Referring expression pointing data →
######

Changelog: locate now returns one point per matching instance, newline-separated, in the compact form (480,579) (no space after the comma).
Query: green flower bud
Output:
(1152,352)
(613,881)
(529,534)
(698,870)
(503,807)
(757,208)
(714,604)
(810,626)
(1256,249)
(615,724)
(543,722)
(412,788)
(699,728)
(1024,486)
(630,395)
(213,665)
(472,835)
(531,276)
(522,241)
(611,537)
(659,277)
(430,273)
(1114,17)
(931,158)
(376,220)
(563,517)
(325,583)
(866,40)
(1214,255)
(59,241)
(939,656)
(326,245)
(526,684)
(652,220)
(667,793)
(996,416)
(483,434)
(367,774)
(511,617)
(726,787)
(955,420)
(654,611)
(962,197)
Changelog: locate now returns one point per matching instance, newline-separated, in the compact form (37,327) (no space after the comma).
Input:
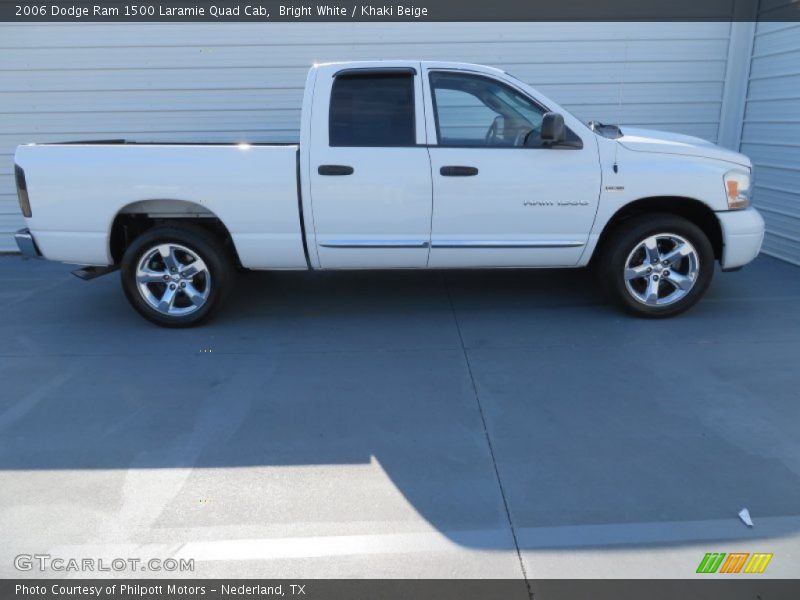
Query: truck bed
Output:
(79,188)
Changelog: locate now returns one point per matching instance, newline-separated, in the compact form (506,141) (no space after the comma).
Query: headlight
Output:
(737,189)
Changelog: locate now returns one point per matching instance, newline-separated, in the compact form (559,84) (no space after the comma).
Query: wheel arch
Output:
(135,218)
(693,210)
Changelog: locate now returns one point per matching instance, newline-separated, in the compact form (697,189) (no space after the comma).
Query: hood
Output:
(663,142)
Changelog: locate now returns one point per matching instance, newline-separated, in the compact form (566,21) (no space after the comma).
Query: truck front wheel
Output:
(176,275)
(658,265)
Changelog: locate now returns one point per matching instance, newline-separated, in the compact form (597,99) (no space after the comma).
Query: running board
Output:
(87,273)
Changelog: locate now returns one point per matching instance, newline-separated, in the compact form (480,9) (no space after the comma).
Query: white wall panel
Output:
(771,134)
(230,82)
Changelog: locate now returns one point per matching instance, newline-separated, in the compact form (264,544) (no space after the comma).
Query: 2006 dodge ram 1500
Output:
(400,164)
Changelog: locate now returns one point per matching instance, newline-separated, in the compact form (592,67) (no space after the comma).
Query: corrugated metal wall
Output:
(227,82)
(771,134)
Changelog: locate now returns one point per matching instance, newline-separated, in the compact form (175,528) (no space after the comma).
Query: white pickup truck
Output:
(400,165)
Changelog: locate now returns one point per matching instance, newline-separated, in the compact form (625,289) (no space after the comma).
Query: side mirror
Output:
(553,129)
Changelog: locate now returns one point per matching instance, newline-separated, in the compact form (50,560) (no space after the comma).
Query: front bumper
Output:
(26,244)
(742,235)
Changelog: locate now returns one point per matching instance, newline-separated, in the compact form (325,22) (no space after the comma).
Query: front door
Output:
(502,196)
(369,169)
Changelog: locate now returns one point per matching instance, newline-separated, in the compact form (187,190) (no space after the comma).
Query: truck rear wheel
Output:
(658,265)
(176,275)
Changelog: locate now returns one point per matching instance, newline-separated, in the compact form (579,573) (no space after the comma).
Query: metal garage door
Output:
(771,134)
(233,82)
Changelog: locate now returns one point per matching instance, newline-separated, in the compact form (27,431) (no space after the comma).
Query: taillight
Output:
(22,191)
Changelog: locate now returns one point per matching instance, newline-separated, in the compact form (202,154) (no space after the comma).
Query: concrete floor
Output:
(411,424)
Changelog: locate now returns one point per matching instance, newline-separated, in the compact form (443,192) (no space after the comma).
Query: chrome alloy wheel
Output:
(173,279)
(661,269)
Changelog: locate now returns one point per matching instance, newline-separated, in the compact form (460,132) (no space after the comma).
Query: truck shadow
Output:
(442,383)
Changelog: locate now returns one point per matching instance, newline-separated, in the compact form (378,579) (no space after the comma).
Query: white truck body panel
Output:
(79,189)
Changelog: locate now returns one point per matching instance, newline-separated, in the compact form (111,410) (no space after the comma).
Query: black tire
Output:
(200,244)
(629,238)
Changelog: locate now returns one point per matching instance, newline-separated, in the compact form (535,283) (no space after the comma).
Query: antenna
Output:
(620,115)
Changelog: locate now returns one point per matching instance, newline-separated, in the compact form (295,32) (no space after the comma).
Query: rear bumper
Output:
(742,234)
(26,244)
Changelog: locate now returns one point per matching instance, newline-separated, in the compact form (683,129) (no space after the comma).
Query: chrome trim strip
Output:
(507,244)
(26,244)
(374,244)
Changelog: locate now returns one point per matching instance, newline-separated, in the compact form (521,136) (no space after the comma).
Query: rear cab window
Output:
(370,109)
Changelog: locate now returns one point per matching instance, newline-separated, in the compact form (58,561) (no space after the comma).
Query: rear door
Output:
(370,178)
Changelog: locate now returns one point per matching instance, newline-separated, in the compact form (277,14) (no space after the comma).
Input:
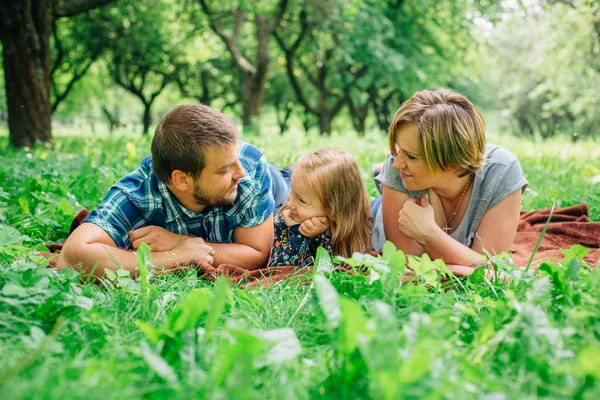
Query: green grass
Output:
(535,336)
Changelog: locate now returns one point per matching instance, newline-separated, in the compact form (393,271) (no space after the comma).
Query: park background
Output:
(84,83)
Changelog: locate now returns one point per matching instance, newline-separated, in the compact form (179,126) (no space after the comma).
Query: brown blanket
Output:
(567,227)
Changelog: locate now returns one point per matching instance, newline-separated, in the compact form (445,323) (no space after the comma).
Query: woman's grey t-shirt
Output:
(500,176)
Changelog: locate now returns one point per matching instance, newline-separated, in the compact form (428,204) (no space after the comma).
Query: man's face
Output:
(217,184)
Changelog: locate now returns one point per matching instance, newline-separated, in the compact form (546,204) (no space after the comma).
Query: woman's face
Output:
(410,161)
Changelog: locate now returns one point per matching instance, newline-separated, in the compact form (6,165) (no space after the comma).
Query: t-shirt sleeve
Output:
(259,203)
(117,215)
(510,180)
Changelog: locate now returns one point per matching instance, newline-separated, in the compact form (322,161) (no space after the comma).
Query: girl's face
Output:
(302,202)
(410,161)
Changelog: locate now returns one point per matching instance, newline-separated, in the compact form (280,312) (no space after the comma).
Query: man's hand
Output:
(314,226)
(287,219)
(192,250)
(159,239)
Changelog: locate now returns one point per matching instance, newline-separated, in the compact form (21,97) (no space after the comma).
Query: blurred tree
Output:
(25,31)
(280,96)
(142,56)
(368,54)
(75,47)
(312,57)
(207,81)
(253,69)
(546,68)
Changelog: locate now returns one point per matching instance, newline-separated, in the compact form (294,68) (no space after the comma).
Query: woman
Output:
(444,191)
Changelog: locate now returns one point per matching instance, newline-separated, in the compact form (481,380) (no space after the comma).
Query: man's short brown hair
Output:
(184,136)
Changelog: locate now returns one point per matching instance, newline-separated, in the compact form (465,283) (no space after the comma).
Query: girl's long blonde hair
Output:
(334,177)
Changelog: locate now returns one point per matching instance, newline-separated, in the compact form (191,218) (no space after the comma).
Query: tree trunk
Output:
(147,119)
(26,30)
(325,123)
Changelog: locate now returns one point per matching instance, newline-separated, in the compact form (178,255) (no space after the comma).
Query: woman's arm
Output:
(495,234)
(392,201)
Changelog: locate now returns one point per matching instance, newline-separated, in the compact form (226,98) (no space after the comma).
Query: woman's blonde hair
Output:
(333,175)
(451,130)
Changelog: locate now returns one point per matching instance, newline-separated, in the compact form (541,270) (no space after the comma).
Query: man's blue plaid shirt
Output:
(141,199)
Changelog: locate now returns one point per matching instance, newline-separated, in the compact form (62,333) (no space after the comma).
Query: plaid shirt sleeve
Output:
(117,215)
(258,199)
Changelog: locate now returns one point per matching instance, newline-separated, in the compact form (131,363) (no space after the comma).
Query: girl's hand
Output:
(287,219)
(314,226)
(416,219)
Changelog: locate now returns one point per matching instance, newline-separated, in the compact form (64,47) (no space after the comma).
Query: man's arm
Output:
(90,247)
(251,248)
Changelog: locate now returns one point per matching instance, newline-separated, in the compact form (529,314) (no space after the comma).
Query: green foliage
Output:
(543,67)
(387,332)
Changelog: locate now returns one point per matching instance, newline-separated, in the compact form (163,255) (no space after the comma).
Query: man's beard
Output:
(204,199)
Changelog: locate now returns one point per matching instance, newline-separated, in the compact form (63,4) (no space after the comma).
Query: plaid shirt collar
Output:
(173,209)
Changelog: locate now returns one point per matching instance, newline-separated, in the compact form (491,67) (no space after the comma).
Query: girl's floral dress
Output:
(292,248)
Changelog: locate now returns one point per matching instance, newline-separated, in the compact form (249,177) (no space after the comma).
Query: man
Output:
(202,197)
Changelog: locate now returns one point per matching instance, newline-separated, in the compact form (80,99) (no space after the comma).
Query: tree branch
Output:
(289,56)
(276,20)
(230,41)
(69,8)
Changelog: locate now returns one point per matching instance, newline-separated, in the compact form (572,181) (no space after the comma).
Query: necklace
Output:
(447,221)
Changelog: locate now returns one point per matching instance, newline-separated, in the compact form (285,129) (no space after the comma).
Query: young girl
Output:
(327,206)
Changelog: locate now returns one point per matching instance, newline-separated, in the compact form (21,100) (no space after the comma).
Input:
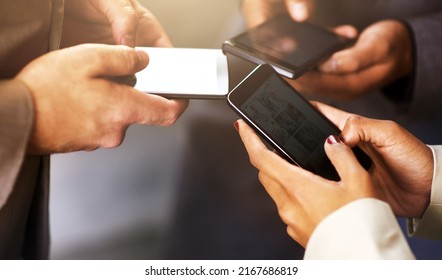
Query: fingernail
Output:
(236,125)
(329,66)
(142,56)
(128,40)
(332,139)
(341,138)
(298,11)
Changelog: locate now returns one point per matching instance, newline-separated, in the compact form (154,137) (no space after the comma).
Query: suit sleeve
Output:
(16,122)
(430,225)
(363,229)
(425,85)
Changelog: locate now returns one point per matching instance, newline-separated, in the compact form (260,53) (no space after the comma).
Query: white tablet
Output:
(185,73)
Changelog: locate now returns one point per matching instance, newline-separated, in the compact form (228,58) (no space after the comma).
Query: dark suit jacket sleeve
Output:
(424,87)
(16,122)
(427,80)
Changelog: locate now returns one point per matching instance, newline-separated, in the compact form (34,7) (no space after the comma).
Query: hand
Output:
(381,55)
(259,11)
(402,168)
(77,105)
(123,22)
(302,198)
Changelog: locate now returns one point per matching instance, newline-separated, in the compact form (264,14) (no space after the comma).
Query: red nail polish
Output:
(236,125)
(332,140)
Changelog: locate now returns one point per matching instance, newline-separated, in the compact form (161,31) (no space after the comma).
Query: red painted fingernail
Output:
(341,138)
(333,140)
(236,125)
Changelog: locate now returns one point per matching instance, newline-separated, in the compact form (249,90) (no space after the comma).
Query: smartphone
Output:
(184,73)
(292,48)
(287,121)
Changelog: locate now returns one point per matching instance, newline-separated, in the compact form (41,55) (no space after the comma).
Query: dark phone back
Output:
(292,47)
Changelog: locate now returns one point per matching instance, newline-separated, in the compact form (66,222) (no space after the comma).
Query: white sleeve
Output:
(430,225)
(363,229)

######

To do → Nothing beyond the line containing "Query: green flower bud" is to be output; the lines above, from the first one onward to that line, are to be transcribed exactly.

Output →
Changelog: locate now returns one point per matching instance, newline-separated, in the compact form (480,579) (no space after the comma).
Query: green flower bud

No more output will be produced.